(Permintaan) Menurut artikel tentang penetapan Ikhwanul Muslimin, cabang di negara mana saja yang disebutkan secara spesifik dalam perintah eksekutif Trump?

(Artikel)
━━━━━━━━━━

Dipuji ‘Israel’, Trump Tetapkan Ikhwanul Muslimin sebagai ‘Organisasi Teroris’

SALAM-ONLINE.COM: Presiden AS Donald Trump pada Senin (24/11/2025) menandatangani perintah eksekutif untuk memulai proses penetapan cabang-cabang tertentu dari Ikhwanul Muslimin (IM), organisasi dan gerakan Islam berpengaruh yang didirikan di Mesir, sebagai “Organisasi Teroris Asing (FTO)” dan “Teroris Global” yang diterapkan secara khusus.
Penetapan yang akan memberikan sanksi terhadap salah satu organisasi dan gerakan Islam tertua dan paling berpengaruh di dunia Arab itu, mendapat sambutan baik dari penjajah, Zionis “Israel”
Duta Besar penjajah “Israel” untuk Perserikatan Bangsa-Bangsa (PBB), Danny Danon, melontarkan pujian untuk Washington.
“Ini merupakan keputusan penting, tidak hanya bagi ‘Israel’, tetapi juga bagi negara-negara Arab tetangga yang menderita akibat ‘terorisme’ Ikhwanul Muslimin selama beberapa dekade,” kata Danon dalam pernyataan di media sosial X, Senin (24/11).
Seperti dilansir AFP dan Reuters, Selasa (25/11/12025), perintah eksekutif Trump itu secara spesifik menyebutkan cabang-cabang kelompok Ikhwanul Muslimin di Mesir, Lebanon, dan Yordania.
“Perintah ini memulai proses di mana cabang-cabang tertentu atau subdivisi lain dari Ikhwanul Muslimin akan dipertimbangkan untuk ditetapkan sebagai Organisasi Teroris Asing,” bunyi perintah tersebut, yang secara spesifik menyebutkan cabang-cabang di Lebanon, Mesir dan Yordania.

━━━━━━━━━━

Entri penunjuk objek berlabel

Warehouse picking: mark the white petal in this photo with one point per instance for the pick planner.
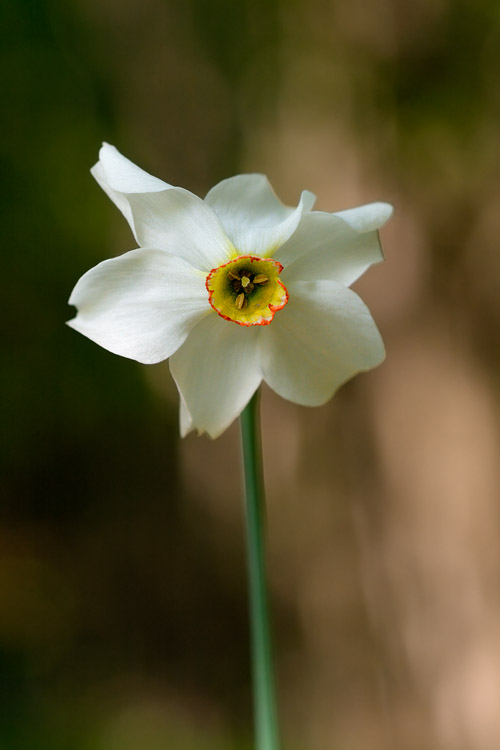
(323, 337)
(181, 223)
(248, 200)
(162, 216)
(264, 241)
(124, 176)
(118, 176)
(217, 372)
(328, 246)
(368, 217)
(185, 420)
(141, 305)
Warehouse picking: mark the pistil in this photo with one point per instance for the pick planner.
(243, 283)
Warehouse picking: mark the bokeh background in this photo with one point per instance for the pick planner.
(123, 616)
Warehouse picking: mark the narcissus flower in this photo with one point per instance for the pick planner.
(234, 289)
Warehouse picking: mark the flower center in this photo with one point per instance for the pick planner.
(247, 290)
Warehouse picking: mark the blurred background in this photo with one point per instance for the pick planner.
(123, 614)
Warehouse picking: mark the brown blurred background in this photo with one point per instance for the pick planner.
(123, 622)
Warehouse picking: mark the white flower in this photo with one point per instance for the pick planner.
(234, 289)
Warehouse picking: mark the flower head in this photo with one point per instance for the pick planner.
(234, 289)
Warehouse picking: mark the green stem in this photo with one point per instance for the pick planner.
(266, 726)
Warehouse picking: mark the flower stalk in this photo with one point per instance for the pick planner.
(265, 715)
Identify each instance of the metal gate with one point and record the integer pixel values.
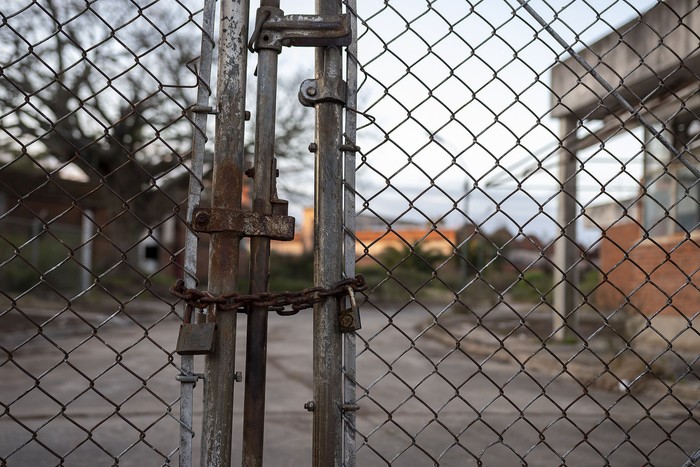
(520, 192)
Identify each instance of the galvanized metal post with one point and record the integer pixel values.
(227, 187)
(566, 246)
(349, 349)
(187, 377)
(256, 340)
(328, 260)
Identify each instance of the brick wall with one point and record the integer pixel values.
(653, 275)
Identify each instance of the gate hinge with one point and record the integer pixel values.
(273, 30)
(324, 89)
(275, 226)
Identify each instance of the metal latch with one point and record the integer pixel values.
(273, 30)
(195, 338)
(349, 318)
(277, 226)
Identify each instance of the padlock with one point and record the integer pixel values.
(195, 338)
(349, 318)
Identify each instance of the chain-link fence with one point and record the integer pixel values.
(528, 213)
(96, 138)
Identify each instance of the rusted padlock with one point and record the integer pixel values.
(195, 338)
(349, 318)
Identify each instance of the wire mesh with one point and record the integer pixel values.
(96, 137)
(528, 226)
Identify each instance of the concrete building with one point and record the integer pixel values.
(649, 253)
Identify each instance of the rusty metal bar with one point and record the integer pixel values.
(349, 346)
(328, 260)
(263, 188)
(199, 138)
(227, 186)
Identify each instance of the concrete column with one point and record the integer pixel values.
(566, 248)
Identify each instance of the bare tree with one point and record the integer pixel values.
(105, 85)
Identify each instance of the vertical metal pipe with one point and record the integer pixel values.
(227, 187)
(256, 340)
(328, 261)
(87, 230)
(566, 246)
(349, 349)
(199, 139)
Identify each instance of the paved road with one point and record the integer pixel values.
(421, 400)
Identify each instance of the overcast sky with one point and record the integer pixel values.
(460, 99)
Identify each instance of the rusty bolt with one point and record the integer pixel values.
(347, 321)
(202, 218)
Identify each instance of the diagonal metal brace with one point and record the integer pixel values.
(274, 30)
(243, 223)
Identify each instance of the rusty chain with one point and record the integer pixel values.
(275, 301)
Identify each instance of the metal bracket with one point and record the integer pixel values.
(273, 30)
(325, 89)
(276, 226)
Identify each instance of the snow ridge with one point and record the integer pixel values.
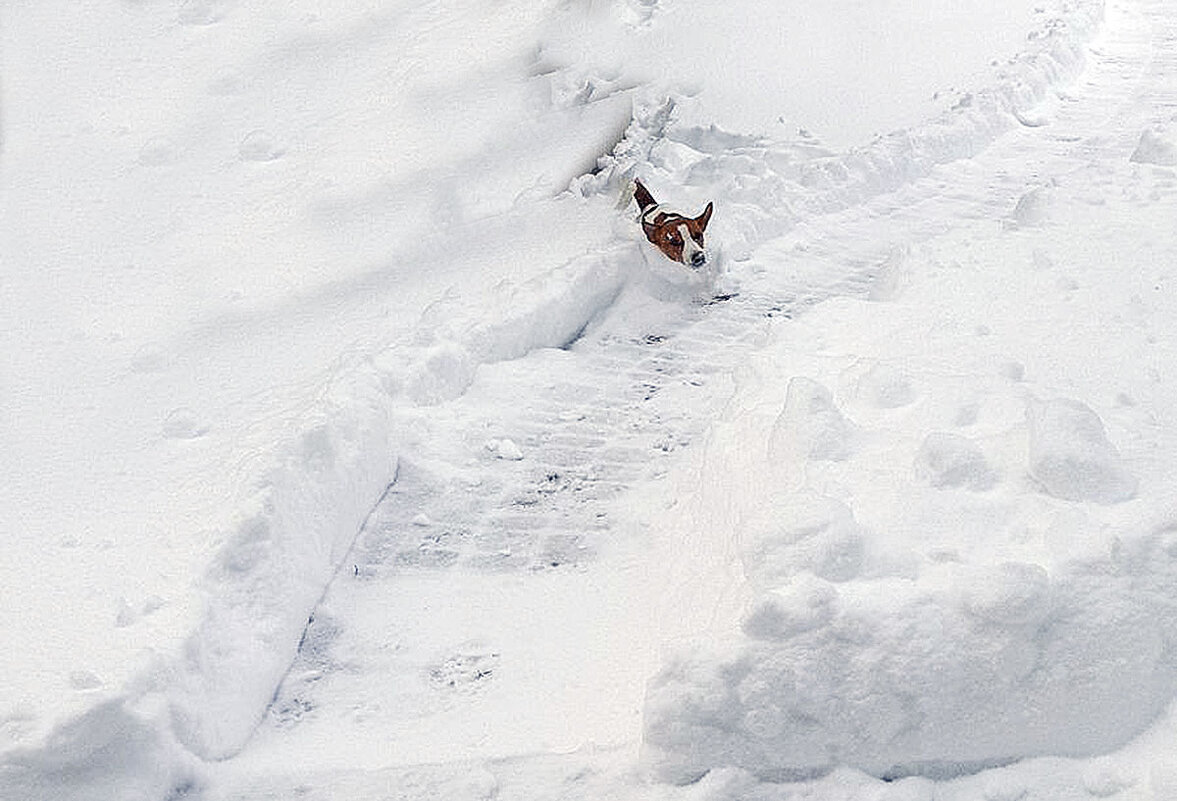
(769, 187)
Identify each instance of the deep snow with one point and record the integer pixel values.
(356, 445)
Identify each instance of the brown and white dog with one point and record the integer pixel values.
(679, 237)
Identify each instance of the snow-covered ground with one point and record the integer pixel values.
(357, 446)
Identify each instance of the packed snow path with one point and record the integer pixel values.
(524, 481)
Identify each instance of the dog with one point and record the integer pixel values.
(678, 237)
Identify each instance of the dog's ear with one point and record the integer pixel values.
(642, 194)
(703, 219)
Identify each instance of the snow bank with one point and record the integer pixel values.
(770, 184)
(1157, 146)
(962, 668)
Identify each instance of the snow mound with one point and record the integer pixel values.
(1157, 146)
(962, 668)
(1071, 458)
(949, 460)
(811, 425)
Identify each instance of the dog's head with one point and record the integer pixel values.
(678, 237)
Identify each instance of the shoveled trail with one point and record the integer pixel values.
(512, 532)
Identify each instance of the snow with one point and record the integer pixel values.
(357, 445)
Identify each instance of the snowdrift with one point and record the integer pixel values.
(843, 655)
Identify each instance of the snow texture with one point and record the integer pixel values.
(347, 415)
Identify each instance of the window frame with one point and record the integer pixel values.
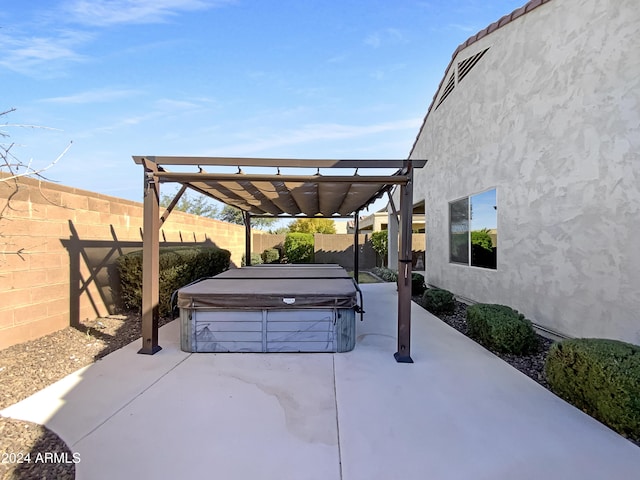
(469, 219)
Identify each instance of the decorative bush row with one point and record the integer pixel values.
(385, 274)
(271, 255)
(256, 259)
(601, 377)
(501, 328)
(179, 266)
(438, 301)
(298, 247)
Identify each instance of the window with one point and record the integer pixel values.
(473, 230)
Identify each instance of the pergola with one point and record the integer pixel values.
(321, 195)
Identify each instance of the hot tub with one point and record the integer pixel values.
(270, 308)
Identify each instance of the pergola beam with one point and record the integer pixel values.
(258, 177)
(276, 162)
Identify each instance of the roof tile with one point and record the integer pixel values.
(532, 4)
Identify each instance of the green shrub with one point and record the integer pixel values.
(437, 301)
(417, 284)
(179, 266)
(380, 244)
(601, 377)
(298, 247)
(385, 274)
(500, 328)
(256, 259)
(270, 255)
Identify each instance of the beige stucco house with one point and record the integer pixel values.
(533, 138)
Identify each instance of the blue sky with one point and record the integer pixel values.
(308, 79)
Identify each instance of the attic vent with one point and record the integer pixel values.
(447, 89)
(460, 71)
(467, 64)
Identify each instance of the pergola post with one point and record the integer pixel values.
(150, 261)
(403, 355)
(356, 245)
(247, 238)
(392, 233)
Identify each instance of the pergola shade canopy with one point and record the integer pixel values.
(281, 194)
(278, 194)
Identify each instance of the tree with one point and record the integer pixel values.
(234, 215)
(312, 225)
(12, 168)
(198, 205)
(380, 243)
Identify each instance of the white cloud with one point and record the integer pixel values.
(27, 54)
(93, 96)
(113, 12)
(320, 132)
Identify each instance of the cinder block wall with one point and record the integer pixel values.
(58, 245)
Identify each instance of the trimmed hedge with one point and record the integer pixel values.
(271, 255)
(298, 247)
(437, 300)
(417, 284)
(601, 377)
(256, 259)
(501, 328)
(179, 266)
(385, 274)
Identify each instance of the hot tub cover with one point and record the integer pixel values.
(277, 287)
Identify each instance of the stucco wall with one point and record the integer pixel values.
(550, 117)
(57, 248)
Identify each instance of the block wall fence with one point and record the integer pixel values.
(58, 245)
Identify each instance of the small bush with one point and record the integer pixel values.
(500, 328)
(380, 244)
(256, 259)
(437, 301)
(298, 247)
(417, 284)
(385, 274)
(601, 377)
(179, 266)
(270, 255)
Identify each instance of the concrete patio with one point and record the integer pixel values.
(458, 412)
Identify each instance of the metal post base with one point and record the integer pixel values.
(150, 351)
(402, 358)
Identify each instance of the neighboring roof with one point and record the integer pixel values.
(280, 193)
(473, 39)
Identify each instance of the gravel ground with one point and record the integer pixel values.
(531, 365)
(29, 367)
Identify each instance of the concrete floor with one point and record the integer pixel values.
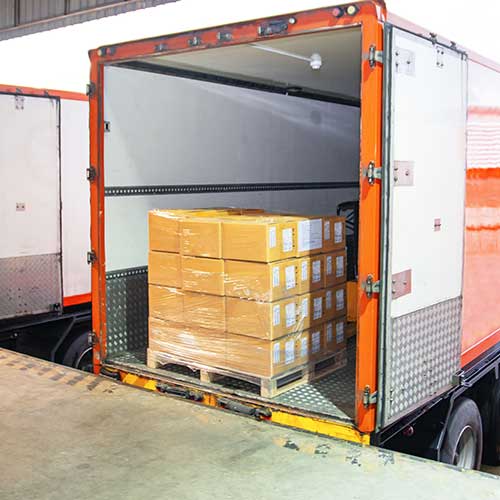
(69, 435)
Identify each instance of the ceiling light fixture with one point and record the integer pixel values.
(315, 61)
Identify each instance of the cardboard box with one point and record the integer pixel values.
(166, 303)
(265, 282)
(352, 301)
(267, 358)
(207, 311)
(335, 336)
(335, 268)
(200, 274)
(251, 238)
(197, 346)
(201, 237)
(265, 320)
(187, 344)
(335, 302)
(164, 269)
(164, 231)
(334, 233)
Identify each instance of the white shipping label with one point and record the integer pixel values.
(276, 276)
(287, 236)
(339, 299)
(316, 344)
(303, 271)
(328, 299)
(339, 266)
(329, 332)
(329, 262)
(337, 236)
(327, 234)
(303, 347)
(272, 237)
(276, 353)
(276, 315)
(290, 277)
(305, 308)
(310, 235)
(317, 308)
(290, 315)
(289, 352)
(339, 332)
(316, 271)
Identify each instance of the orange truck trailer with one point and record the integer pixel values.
(44, 277)
(349, 109)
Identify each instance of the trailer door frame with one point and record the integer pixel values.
(423, 221)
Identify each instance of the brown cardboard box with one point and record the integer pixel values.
(186, 343)
(164, 230)
(207, 311)
(217, 349)
(201, 237)
(335, 268)
(200, 274)
(335, 301)
(316, 342)
(265, 320)
(267, 358)
(251, 239)
(334, 233)
(352, 301)
(334, 338)
(266, 282)
(166, 303)
(164, 269)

━━━━━━━━━━

(Latihan Selesai) Mesir, Lebanon, dan Yordania.